How could I reset dataloader or count data batch with iter instead of epoch

The torch.utils.data.DataLoad can only provide data batch of one epoch. How could I reset it before it accomplish one epoch so that it will not raise a stopIteration error unexpectedly.

If I understand you correctly, you want to infinitly loop over your dataloader until a breaking condiction is matched?

You could do something like this (assuming your Dataloader instance is stored in variable loader):

loader_iter = iter(loader)

while True:

    try:
        current_batch = next(loader_iter)
    except StopIteration:
        loader_iter = iter(loader)
        current_batch = next(loader_iter)

    ... # your following data processing steps

    if breaking_condition:
        break
3 Likes

I tried this method, it worked well but I am afraid this might have some multi-process problems ?

  File "train_net.py", line 16, in main
    train(args.cfg)

## INFORMATION SHOWN
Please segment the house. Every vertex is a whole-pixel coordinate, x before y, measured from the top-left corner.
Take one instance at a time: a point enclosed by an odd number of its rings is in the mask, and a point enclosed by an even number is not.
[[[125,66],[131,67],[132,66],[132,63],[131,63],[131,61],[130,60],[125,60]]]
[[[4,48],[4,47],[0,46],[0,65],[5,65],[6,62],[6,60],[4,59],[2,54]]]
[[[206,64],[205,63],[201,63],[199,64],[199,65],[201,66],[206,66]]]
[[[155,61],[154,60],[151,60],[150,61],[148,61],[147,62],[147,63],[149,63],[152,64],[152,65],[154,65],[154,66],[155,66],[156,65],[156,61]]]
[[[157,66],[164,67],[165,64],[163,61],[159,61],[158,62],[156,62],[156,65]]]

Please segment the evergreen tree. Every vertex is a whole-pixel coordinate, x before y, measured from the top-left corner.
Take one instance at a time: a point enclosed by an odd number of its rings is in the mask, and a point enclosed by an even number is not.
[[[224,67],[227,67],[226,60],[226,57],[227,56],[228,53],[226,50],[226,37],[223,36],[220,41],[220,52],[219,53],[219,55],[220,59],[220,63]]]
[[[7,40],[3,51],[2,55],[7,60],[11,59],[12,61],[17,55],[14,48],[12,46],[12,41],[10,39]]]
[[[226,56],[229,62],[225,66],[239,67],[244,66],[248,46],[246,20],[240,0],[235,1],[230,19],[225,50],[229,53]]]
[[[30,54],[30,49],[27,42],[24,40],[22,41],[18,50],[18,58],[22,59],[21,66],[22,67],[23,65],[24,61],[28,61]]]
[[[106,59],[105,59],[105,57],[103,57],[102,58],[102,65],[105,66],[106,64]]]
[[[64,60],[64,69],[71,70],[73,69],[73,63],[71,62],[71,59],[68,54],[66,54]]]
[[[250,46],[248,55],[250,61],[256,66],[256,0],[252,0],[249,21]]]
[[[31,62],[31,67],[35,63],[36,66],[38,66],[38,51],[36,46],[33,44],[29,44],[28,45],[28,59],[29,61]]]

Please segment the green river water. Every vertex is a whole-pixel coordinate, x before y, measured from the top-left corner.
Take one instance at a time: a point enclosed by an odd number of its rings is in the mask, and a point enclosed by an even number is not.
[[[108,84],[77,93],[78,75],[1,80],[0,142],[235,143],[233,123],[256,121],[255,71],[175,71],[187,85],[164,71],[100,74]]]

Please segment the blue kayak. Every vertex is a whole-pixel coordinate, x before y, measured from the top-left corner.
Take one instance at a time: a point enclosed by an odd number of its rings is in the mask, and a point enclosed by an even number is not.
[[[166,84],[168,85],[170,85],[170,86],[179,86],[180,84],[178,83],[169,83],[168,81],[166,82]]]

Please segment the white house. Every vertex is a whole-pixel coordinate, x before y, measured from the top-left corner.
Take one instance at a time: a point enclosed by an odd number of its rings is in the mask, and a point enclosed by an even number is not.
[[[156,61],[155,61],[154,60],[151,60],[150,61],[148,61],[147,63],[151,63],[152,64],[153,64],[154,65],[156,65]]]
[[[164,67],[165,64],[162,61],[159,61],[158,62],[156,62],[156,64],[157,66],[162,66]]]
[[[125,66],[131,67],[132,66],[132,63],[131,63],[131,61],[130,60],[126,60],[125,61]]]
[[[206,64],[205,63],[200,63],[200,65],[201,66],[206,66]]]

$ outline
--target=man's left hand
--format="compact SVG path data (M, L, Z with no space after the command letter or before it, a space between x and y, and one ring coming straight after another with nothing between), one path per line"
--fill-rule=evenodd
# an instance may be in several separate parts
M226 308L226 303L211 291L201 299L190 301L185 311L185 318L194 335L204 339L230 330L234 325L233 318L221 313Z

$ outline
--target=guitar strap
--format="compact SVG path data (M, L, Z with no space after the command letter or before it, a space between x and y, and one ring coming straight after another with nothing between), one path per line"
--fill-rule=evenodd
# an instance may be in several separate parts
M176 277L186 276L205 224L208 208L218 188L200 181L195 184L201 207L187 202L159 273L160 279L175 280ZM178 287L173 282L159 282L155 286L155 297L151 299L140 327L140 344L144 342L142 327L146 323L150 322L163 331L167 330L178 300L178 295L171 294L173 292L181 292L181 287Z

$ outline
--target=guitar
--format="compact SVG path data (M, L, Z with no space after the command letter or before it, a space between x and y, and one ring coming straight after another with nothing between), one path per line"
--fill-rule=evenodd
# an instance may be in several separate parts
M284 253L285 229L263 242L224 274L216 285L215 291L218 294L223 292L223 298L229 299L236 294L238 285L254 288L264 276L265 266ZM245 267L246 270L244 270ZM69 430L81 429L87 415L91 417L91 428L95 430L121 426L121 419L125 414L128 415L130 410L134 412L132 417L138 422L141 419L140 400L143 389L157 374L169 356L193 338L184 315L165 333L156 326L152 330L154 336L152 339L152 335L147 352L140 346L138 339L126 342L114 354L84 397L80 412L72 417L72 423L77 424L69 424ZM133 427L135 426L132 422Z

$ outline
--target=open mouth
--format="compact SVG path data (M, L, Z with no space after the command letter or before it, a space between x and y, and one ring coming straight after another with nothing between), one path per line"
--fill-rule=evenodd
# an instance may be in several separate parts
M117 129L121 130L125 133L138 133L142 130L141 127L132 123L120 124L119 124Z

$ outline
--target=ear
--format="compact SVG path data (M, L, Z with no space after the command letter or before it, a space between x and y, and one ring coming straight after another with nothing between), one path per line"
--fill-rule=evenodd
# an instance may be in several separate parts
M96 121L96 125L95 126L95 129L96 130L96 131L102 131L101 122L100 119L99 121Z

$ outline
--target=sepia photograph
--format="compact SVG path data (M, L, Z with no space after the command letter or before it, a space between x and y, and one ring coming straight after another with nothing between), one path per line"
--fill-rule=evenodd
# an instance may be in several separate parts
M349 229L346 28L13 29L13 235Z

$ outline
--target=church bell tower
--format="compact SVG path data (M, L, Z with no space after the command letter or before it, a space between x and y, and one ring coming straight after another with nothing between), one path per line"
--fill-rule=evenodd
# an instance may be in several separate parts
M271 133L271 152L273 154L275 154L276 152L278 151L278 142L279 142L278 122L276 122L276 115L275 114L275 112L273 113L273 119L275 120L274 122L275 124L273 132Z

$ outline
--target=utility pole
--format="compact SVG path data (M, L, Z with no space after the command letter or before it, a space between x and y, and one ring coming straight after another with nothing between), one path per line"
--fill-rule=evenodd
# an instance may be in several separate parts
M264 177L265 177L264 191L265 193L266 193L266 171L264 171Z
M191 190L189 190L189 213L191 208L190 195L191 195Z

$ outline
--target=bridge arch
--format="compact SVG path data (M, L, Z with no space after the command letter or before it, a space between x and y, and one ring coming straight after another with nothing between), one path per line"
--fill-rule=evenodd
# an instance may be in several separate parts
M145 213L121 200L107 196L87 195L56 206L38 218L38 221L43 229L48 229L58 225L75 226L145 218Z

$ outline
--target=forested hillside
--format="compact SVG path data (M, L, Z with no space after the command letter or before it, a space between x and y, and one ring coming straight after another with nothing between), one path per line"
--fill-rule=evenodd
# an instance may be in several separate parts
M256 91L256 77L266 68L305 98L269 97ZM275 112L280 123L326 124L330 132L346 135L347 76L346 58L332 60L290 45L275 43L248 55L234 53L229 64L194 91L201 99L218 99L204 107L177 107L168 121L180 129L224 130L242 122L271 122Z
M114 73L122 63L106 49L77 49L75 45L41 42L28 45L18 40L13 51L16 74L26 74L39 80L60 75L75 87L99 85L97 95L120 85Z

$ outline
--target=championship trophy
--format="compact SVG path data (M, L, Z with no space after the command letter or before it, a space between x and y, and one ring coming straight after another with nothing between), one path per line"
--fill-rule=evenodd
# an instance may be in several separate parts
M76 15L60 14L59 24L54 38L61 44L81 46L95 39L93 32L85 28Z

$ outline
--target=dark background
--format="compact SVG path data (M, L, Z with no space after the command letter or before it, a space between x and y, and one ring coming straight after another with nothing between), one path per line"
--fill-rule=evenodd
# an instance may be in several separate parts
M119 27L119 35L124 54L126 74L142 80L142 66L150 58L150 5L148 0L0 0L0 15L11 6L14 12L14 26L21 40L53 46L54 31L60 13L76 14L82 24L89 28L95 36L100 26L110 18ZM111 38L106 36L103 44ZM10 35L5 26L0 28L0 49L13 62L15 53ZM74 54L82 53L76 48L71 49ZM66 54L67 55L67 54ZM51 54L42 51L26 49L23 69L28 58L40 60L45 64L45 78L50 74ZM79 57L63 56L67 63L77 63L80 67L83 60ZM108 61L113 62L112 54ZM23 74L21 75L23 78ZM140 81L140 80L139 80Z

## TASKS TO COMPLETE
[1] For each statement about the DataLoader thread, answer yes or no and quote the exact words of the thread that decide it: (a) The original poster says the loader supplies batches for only one epoch. (b) The person who tried the suggested loop reports that it failed. (c) The suggested loop handles StopIteration by creating a new iterator from the loader.
[2] Summarize the DataLoader thread in two sentences.
[3] Print the portion of the DataLoader thread from "I tried this" to "train(args.cfg)".

## SOLUTIONS FOR EACH TASK
[1]
(a) Yes: "can only provide data batch of one epoch"
(b) No: "I tried this method, it worked well"
(c) Yes: "except StopIteration:" followed by "loader_iter = iter(loader)"

[2] The original poster asks how to reset a PyTorch DataLoader before an epoch finishes, so that a StopIteration error is not raised unexpectedly. A reply suggests looping indefinitely by calling next on an iterator, creating a new iterator with iter(loader) whenever StopIteration is caught, and breaking when a condition is met; a later poster reports that this worked well but worries about possible multi-process problems.

[3]
I tried this method, it worked well but I am afraid this might have some multi-process problems ?

  File "train_net.py", line 16, in main
    train(args.cfg)